═══ Text block

Assuming a power of, say, 3 the query would then look something like
SELECT [LastName]
FROM [LastNames] as LN
WHERE LN.[Rank]
= 88799 - ROUND(POWER(POWER(88799.0, 3) * RAND(), 1.0/3), 0)
Which is the query from the question except for the last line.
Re-Edit:
In looking at the actual distribution, as apparent in the Census data, the curve is extremely steep and would require a very big power coefficient, which in turn would cause overflows and/or extreme rounding errors in the naive formula shown above.
A more sensible approach may be to operate in several tiers i.e. to perform an equal number of draws in each of the, say, three thirds (or four quarters or...) of the cumulative distribution; within each of these parts list, we would draw using a power law function, possibly with the same coeficient, but with different ranges.
For example
Assuming thirds, the list divides as follow:
First third = 425 names, from Smith to Alvarado
Second third = 6,277 names, from to Gainer
Last third = 82,097 names, from Frisby to the end
If we were to need, say, 1,000 names, we'd draw 334 from the top third of the list, 333 from the second third and 333 from the last third.

══════
═══ Given information

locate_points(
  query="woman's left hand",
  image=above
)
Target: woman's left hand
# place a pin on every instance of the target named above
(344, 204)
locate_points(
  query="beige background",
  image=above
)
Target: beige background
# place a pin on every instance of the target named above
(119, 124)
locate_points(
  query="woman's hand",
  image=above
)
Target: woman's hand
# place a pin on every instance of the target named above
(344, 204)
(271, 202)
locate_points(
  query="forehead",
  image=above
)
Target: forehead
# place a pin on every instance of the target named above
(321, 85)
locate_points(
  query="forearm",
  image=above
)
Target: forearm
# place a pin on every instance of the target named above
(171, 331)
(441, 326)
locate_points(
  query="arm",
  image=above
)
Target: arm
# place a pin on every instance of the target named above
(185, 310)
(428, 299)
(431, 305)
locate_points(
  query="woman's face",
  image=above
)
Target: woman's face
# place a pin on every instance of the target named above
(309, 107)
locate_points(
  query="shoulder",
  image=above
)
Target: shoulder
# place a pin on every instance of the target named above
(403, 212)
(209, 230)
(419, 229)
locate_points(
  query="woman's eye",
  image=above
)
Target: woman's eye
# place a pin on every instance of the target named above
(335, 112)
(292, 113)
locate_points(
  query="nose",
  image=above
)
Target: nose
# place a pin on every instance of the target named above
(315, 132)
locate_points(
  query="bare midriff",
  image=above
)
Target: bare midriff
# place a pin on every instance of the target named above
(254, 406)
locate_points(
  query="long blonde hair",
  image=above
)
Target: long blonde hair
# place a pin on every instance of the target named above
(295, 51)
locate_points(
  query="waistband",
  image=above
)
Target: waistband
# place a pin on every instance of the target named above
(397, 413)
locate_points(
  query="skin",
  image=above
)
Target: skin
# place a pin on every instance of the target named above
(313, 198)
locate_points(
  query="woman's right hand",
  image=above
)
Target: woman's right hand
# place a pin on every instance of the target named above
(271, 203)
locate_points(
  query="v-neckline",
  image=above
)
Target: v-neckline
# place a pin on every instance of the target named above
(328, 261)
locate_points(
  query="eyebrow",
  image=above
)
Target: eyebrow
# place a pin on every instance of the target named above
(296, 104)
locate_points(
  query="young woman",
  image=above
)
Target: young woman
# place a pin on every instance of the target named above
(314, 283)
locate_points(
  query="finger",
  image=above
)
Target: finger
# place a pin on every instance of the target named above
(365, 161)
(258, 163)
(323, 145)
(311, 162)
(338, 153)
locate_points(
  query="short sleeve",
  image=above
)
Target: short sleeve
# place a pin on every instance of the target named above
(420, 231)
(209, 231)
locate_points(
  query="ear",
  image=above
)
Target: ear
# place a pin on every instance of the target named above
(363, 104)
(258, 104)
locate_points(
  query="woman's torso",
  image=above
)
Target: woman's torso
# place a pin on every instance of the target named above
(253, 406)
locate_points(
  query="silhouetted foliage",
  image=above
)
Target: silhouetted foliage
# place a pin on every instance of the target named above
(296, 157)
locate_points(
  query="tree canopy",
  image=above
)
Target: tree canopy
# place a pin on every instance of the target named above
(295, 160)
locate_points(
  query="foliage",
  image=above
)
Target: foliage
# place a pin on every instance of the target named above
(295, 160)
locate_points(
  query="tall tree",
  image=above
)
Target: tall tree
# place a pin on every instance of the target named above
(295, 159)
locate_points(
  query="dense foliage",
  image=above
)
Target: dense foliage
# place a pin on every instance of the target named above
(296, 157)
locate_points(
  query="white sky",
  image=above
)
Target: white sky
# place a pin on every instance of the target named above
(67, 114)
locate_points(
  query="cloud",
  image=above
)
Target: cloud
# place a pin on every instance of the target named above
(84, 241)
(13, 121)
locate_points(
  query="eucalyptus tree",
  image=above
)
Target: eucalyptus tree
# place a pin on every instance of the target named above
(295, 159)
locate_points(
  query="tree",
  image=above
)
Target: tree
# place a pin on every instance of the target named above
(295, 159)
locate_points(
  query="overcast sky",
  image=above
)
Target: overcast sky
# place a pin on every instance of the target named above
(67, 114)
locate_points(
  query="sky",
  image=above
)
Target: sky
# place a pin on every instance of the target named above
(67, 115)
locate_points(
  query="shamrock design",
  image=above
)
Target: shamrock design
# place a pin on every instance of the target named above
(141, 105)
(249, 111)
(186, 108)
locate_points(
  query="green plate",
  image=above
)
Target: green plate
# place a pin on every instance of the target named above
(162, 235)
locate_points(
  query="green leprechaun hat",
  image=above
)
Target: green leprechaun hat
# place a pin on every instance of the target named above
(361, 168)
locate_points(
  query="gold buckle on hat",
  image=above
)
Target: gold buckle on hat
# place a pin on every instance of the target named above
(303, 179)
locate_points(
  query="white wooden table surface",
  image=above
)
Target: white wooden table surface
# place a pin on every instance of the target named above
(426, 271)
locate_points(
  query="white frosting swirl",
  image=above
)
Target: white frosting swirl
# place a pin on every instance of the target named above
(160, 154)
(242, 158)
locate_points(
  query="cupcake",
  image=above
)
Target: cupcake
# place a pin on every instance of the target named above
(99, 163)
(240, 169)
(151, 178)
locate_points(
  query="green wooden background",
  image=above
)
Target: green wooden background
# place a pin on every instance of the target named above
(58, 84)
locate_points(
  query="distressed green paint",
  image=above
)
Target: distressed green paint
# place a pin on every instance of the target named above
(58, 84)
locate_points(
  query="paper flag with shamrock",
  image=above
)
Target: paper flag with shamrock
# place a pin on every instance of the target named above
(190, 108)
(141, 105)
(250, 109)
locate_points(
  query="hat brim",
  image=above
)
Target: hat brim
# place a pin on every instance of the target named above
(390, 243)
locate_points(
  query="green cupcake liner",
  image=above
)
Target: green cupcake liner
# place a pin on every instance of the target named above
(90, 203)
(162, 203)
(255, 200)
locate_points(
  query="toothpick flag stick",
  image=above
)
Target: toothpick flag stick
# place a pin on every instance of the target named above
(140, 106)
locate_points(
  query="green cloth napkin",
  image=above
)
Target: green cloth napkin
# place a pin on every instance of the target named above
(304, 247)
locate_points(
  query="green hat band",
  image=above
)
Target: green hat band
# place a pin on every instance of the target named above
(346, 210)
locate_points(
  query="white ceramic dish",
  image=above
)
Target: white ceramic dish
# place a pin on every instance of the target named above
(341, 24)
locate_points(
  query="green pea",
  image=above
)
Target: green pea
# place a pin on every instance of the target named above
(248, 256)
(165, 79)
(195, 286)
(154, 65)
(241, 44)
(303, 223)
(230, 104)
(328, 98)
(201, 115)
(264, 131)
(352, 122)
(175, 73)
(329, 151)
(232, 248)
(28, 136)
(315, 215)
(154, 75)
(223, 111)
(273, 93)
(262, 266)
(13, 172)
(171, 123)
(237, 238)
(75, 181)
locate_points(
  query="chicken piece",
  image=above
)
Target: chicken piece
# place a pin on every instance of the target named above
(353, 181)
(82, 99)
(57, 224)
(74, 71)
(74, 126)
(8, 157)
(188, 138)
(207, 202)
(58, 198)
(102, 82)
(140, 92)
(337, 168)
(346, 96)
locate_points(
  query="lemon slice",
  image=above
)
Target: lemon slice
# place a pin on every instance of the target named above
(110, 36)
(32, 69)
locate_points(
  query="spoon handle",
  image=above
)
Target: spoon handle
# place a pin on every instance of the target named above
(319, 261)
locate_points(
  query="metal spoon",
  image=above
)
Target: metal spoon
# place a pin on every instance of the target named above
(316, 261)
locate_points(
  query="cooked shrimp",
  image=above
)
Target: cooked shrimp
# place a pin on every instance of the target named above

══════

Requirement 1:
In the surname-sampling text, rewrite the paragraph beginning "A more sensible approach" as a short list that keeps its main facts.
Requirement 2:
Decide whether each statement agrees with the surname-sampling text, and answer yes or no, quoting the words that decide it: (a) The first third of the list holds 425 names. (b) To get 1,000 names, 334 would be drawn from the last third. (c) The curve in the Census data is described as gentle.
The data above comes from a separate source.

Worked solution 1:
- Work in several tiers instead of using one formula.
- Divide the cumulative distribution into equal parts, such as three thirds or four quarters.
- Perform an equal number of draws in each part.
- Within each part, draw using a power law function, possibly with the same coefficient but with different ranges.

Worked solution 2:
(a) Yes: "First third = 425 names, from Smith to Alvarado"
(b) No: "we'd draw 334 from the top third of the list, 333 from the second third and 333 from the last third"
(c) No: "the curve is extremely steep"